**Assigned task:**
The records must be repeated exactly and in their entirety.

Data for processing section start

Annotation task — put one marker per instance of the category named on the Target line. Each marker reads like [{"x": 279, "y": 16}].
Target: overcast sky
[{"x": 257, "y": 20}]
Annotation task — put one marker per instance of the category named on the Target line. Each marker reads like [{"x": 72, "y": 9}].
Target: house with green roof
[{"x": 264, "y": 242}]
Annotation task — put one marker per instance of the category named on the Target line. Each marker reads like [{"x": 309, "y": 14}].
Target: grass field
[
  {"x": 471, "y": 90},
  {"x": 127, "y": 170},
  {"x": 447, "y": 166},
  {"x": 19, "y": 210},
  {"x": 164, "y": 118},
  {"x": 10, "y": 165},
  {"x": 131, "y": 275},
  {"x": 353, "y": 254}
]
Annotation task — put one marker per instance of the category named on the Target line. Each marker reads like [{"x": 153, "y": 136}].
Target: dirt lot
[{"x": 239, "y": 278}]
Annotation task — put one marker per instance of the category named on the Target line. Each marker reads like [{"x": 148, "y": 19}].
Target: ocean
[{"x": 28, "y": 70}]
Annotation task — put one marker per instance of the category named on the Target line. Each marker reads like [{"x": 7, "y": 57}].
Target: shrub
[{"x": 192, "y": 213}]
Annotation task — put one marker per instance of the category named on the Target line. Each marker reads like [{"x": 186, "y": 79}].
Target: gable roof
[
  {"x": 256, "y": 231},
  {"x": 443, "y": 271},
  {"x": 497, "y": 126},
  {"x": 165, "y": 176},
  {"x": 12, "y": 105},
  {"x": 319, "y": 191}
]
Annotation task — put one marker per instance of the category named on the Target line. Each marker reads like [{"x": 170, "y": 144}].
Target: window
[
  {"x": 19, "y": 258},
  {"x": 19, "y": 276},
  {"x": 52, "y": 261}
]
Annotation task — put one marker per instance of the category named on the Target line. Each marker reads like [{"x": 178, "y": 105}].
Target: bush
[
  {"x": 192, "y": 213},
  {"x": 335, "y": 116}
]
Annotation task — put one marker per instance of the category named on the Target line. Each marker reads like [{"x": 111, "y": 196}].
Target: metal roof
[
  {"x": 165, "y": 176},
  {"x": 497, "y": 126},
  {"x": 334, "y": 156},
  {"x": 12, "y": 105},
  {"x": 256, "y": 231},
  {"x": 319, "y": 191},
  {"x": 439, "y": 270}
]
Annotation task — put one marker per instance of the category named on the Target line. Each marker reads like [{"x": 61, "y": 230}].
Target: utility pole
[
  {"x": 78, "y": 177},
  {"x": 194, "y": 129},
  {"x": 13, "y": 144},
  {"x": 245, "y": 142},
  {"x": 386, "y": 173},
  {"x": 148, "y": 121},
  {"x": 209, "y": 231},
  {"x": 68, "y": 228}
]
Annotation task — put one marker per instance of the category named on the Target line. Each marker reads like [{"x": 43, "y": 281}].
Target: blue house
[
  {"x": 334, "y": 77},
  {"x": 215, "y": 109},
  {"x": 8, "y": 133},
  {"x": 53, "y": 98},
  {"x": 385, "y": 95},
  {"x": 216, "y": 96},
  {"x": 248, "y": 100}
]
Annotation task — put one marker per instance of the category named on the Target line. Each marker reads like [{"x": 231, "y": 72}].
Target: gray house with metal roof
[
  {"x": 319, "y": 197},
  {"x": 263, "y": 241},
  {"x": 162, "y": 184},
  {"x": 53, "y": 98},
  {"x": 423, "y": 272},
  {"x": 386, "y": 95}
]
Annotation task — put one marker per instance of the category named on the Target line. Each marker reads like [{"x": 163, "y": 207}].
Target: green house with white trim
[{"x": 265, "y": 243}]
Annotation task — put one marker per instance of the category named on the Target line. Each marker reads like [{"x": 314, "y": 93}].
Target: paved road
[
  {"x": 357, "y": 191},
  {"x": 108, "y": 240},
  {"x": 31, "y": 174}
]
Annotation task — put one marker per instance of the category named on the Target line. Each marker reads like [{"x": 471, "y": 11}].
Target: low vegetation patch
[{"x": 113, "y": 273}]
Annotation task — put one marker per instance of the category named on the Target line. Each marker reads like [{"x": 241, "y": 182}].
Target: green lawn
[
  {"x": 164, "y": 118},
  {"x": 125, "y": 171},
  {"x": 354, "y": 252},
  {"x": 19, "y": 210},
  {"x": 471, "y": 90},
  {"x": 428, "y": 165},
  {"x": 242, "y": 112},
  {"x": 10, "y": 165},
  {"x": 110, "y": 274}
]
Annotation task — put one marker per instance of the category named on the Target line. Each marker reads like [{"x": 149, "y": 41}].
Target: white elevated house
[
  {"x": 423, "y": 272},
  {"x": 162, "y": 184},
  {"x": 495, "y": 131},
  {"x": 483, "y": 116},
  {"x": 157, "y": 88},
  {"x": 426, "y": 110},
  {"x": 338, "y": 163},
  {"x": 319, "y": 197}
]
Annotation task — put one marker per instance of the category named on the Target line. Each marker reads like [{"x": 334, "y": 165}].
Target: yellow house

Data for processing section end

**Result below:**
Annotation task — put one marker per instance of the category named on the Target line. Each marker reads like [{"x": 279, "y": 16}].
Target: overcast sky
[{"x": 257, "y": 20}]
Annotation task — put one marker per instance of the category named on the Target line. Each marker reads like [{"x": 72, "y": 9}].
Target: house with green roof
[{"x": 264, "y": 242}]
Annotation task — put one marker per instance of the category named on the Target line. Each marker reads like [{"x": 309, "y": 14}].
Target: grass field
[
  {"x": 471, "y": 90},
  {"x": 127, "y": 170},
  {"x": 447, "y": 166},
  {"x": 19, "y": 210},
  {"x": 164, "y": 118},
  {"x": 10, "y": 165},
  {"x": 131, "y": 275},
  {"x": 353, "y": 254}
]
Annotation task — put one marker per instance of the category named on the Target line. Each marker reads like [{"x": 153, "y": 136}].
Target: dirt lot
[{"x": 239, "y": 278}]
Annotation task — put one marker per instance of the category named on the Target line. Each marker reads like [{"x": 148, "y": 19}].
Target: ocean
[{"x": 28, "y": 70}]
Annotation task — put one marker per instance of the category named on the Target line. Each marker reads like [{"x": 7, "y": 57}].
Target: shrub
[{"x": 192, "y": 213}]
Annotation task — put one marker per instance of the category named on the Target line. Each marker reads like [{"x": 186, "y": 79}].
Target: gable roof
[
  {"x": 256, "y": 231},
  {"x": 443, "y": 271},
  {"x": 497, "y": 126},
  {"x": 165, "y": 176},
  {"x": 12, "y": 105},
  {"x": 319, "y": 191}
]
Annotation task — put one marker per instance of the category named on the Target line. Each marker reads like [{"x": 170, "y": 144}].
Target: window
[
  {"x": 19, "y": 258},
  {"x": 19, "y": 276},
  {"x": 52, "y": 261}
]
Annotation task — put one marker per instance of the category named on the Target line. Each marker reads like [{"x": 178, "y": 105}].
Target: bush
[
  {"x": 192, "y": 213},
  {"x": 335, "y": 116}
]
Annotation task — put one marker per instance of the category named on the Target line. Each marker reads like [{"x": 111, "y": 196}].
Target: metal roof
[
  {"x": 165, "y": 176},
  {"x": 497, "y": 126},
  {"x": 334, "y": 156},
  {"x": 12, "y": 105},
  {"x": 256, "y": 231},
  {"x": 319, "y": 191},
  {"x": 439, "y": 270}
]
Annotation task — put one marker per instance of the category named on the Target line. Each marker reads like [{"x": 61, "y": 230}].
Target: utility pole
[
  {"x": 78, "y": 177},
  {"x": 194, "y": 129},
  {"x": 13, "y": 144},
  {"x": 245, "y": 142},
  {"x": 386, "y": 173},
  {"x": 148, "y": 121},
  {"x": 209, "y": 231},
  {"x": 68, "y": 228}
]
Annotation task — put one marker per instance of the category named on the Target line. Each marker reads like [{"x": 43, "y": 281}].
Target: blue house
[
  {"x": 334, "y": 77},
  {"x": 215, "y": 109},
  {"x": 8, "y": 133},
  {"x": 53, "y": 98},
  {"x": 385, "y": 95},
  {"x": 216, "y": 96},
  {"x": 248, "y": 100}
]
Annotation task — put one marker per instance of the category named on the Target line. Each marker reads like [{"x": 231, "y": 72}].
Target: gray house with metal roof
[
  {"x": 319, "y": 197},
  {"x": 263, "y": 241},
  {"x": 162, "y": 184},
  {"x": 53, "y": 98},
  {"x": 423, "y": 272},
  {"x": 386, "y": 95}
]
Annotation task — put one marker per instance of the category named on the Target line. Each marker reads like [{"x": 163, "y": 207}].
Target: green house with white trim
[{"x": 265, "y": 243}]
Annotation task — put one marker per instance of the category named on the Target line. Each marker reads like [{"x": 314, "y": 93}].
Target: paved road
[
  {"x": 357, "y": 191},
  {"x": 108, "y": 240},
  {"x": 31, "y": 174}
]
Annotation task — put one marker per instance of the category named on the Target line. Each marker reads like [{"x": 471, "y": 11}].
Target: low vegetation patch
[{"x": 113, "y": 273}]
Annotation task — put one marker per instance of the category named on the Target line. Each marker reads like [{"x": 241, "y": 182}].
Target: green lawn
[
  {"x": 164, "y": 118},
  {"x": 125, "y": 171},
  {"x": 354, "y": 252},
  {"x": 19, "y": 210},
  {"x": 471, "y": 90},
  {"x": 428, "y": 165},
  {"x": 242, "y": 112},
  {"x": 10, "y": 165},
  {"x": 110, "y": 274}
]
Annotation task — put one marker per instance of the category named on the Target line. Each marker reads like [{"x": 149, "y": 41}].
Target: white elevated house
[
  {"x": 423, "y": 272},
  {"x": 162, "y": 184},
  {"x": 495, "y": 131},
  {"x": 483, "y": 116},
  {"x": 157, "y": 88},
  {"x": 426, "y": 110},
  {"x": 338, "y": 163},
  {"x": 319, "y": 197}
]
Annotation task — put one marker per instance of the category named on the Target line. Each marker reads like [{"x": 334, "y": 165}].
Target: yellow house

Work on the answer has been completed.